This is how JPEG compression works—keep important components, drop noise.
Matrix Factorization: Recommendation Systems
Netflix, Amazon, Spotify all use matrix factorization to recommend items!
The Recommendation Problem
You have a ratings matrix (users × items) with many missing values. Goal: Predict missing ratings.
Solution: Factor the matrix into User Features × Item Features
# User-item rating matrix (0 = not rated)
ratings = np.array([
[5, 4, 0, 0, 1, 0], # User 1
[4, 0, 0, 0, 1, 0], # User 2
[0, 0, 5, 4, 0, 0], # User 3
[0, 0, 4, 5, 0, 1], # User 4
[0, 1, 0, 0, 4, 5] # User 5
])
print("Original ratings (5 users × 6 items):")
print(ratings)
print("(0 = not rated)")
# Replace 0s with mean for SVD
mask = ratings > 0
mean_rating = ratings[mask].mean()
ratings_filled = ratings.copy()
ratings_filled[ratings_filled == 0] = mean_rating
print(f"\nMean rating: {mean_rating:.2f}")
# Perform SVD
U, s, Vt = np.linalg.svd(ratings_filled, full_matrices=False)
# Keep only k=2 latent factors
k = 2
U_k = U[:, :k]
s_k = s[:k]
Vt_k = Vt[:k, :]
# Reconstruct ratings
ratings_predicted = U_k @ np.diag(s_k) @ Vt_k
print(f"\nReduced to {k} latent factors")
print("Predicted ratings:")
print(np.round(ratings_predicted, 2))
# Example predictions for unrated items
print("\nPredictions for originally unrated items:")
print(f"User 1, Item 3: {ratings_predicted[0, 2]:.2f}")
print(f"User 3, Item 1: {ratings_predicted[2, 0]:.2f}")
How it works:
- U represents user preferences (e.g., likes action vs romance)
- Vt represents item characteristics (e.g., is action vs romance)
- Their product predicts how much user i will like item j!
Optimization with Linear Algebra: Gradient Descent
Machine learning training uses gradient descent, which relies on linear algebra.
Linear Regression with Gradient Descent
# Generate synthetic data
np.random.seed(42)
n_samples = 20
X = np.linspace(0, 5, n_samples).reshape(-1, 1)
X_with_bias = np.c_[np.ones(n_samples), X] # Add bias column
# True relationship: y = 3 + 2x + noise
true_params = np.array([3, 2])
y = X_with_bias @ true_params + np.random.randn(n_samples) * 0.5
print(f"Dataset: {n_samples} samples")
print(f"True parameters: intercept={true_params[0]}, slope={true_params[1]}")
# Initialize parameters randomly
params = np.random.randn(2)

Part of a data file:
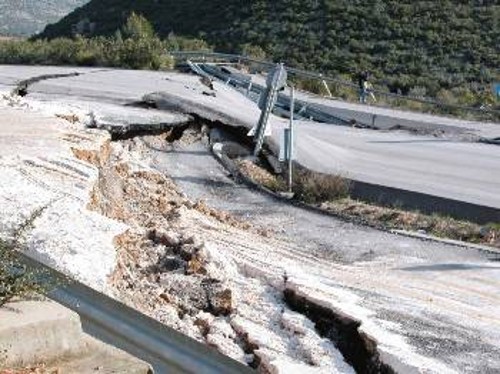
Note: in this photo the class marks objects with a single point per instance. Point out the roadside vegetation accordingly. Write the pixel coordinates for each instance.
(134, 46)
(444, 50)
(18, 280)
(330, 193)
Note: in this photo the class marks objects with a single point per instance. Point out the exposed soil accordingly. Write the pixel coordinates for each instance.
(169, 267)
(378, 216)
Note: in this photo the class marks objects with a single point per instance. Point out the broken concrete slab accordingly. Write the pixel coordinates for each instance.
(43, 332)
(32, 332)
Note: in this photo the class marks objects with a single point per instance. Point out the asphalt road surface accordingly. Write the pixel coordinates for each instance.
(441, 299)
(444, 165)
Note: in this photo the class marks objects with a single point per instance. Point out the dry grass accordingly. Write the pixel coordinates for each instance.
(312, 187)
(391, 218)
(39, 369)
(330, 193)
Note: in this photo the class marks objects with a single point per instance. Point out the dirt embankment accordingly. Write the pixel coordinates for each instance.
(176, 264)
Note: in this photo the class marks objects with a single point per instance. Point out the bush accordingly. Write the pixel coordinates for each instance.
(314, 187)
(16, 280)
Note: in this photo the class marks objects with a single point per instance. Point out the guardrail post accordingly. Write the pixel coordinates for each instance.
(326, 86)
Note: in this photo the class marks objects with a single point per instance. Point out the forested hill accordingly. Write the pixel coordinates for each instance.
(430, 44)
(27, 17)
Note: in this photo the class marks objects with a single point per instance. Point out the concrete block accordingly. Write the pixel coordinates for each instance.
(34, 331)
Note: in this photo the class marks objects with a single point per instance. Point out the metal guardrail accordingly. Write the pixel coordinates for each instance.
(167, 350)
(204, 56)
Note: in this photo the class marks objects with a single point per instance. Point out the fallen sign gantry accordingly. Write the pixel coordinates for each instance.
(165, 349)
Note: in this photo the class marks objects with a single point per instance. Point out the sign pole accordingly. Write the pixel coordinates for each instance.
(291, 139)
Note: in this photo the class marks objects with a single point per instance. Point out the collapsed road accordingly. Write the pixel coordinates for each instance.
(443, 163)
(429, 306)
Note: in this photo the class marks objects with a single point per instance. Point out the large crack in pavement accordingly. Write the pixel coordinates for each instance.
(22, 88)
(169, 268)
(216, 269)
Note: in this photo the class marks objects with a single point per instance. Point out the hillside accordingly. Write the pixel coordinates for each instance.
(27, 17)
(424, 44)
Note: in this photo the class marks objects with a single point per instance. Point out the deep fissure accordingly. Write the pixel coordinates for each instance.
(358, 349)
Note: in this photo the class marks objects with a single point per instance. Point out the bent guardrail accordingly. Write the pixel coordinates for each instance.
(205, 56)
(167, 350)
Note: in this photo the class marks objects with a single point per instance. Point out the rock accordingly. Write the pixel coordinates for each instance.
(167, 238)
(220, 298)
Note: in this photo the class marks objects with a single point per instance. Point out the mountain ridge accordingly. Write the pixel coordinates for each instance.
(423, 45)
(27, 17)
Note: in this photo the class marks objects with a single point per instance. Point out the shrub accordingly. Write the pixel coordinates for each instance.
(16, 279)
(314, 187)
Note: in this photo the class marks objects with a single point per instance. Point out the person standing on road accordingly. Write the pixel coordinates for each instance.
(363, 86)
(369, 90)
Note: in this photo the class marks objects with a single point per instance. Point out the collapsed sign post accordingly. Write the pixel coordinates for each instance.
(276, 81)
(287, 146)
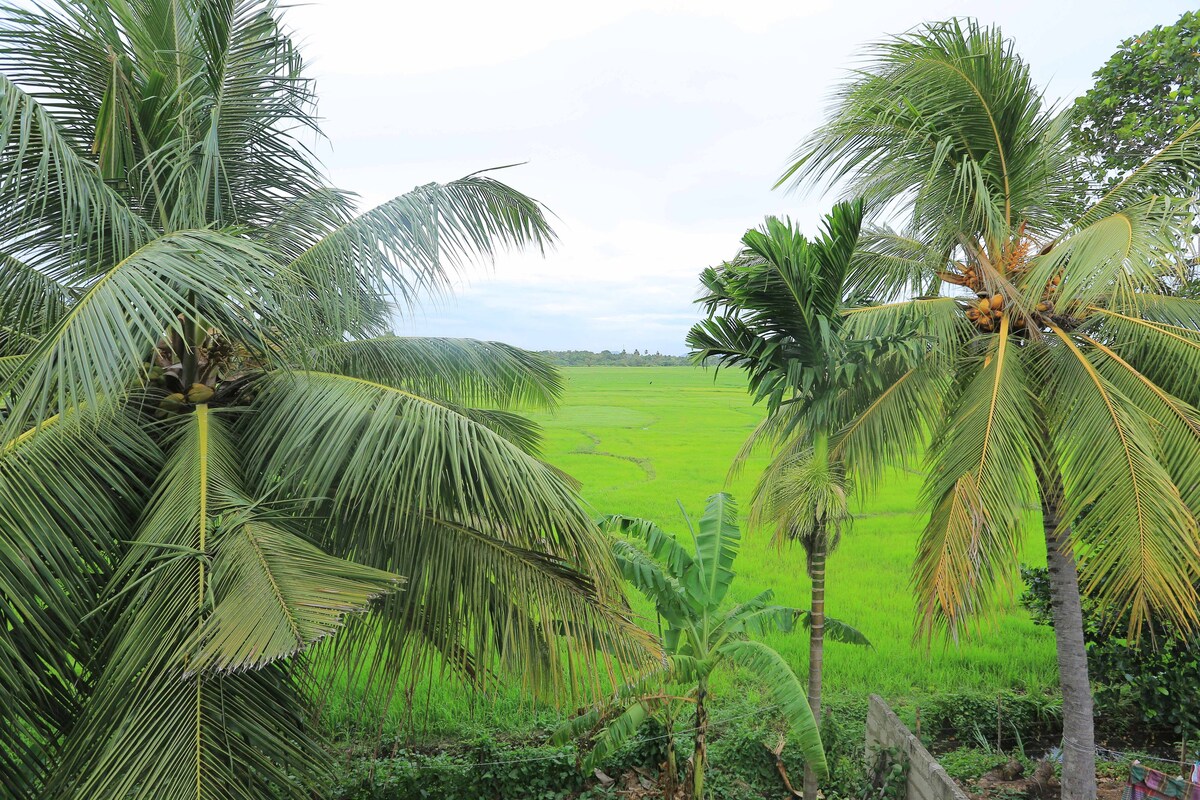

- _TASK SET_
1. According to the linear algebra tutorial, which companies use matrix factorization to recommend items?
2. Rewrite the stretch of the linear algebra tutorial from "y = X_with_bias" through "params = np.random.randn(2)", putting "Set" in place of "Initialize".

- _TASK-BY-TASK RESULTS_
1. Netflix, Amazon, and Spotify.

2.
y = X_with_bias @ true_params + np.random.randn(n_samples) * 0.5
print(f"Dataset: {n_samples} samples")
print(f"True parameters: intercept={true_params[0]}, slope={true_params[1]}")
# Set parameters randomly
params = np.random.randn(2)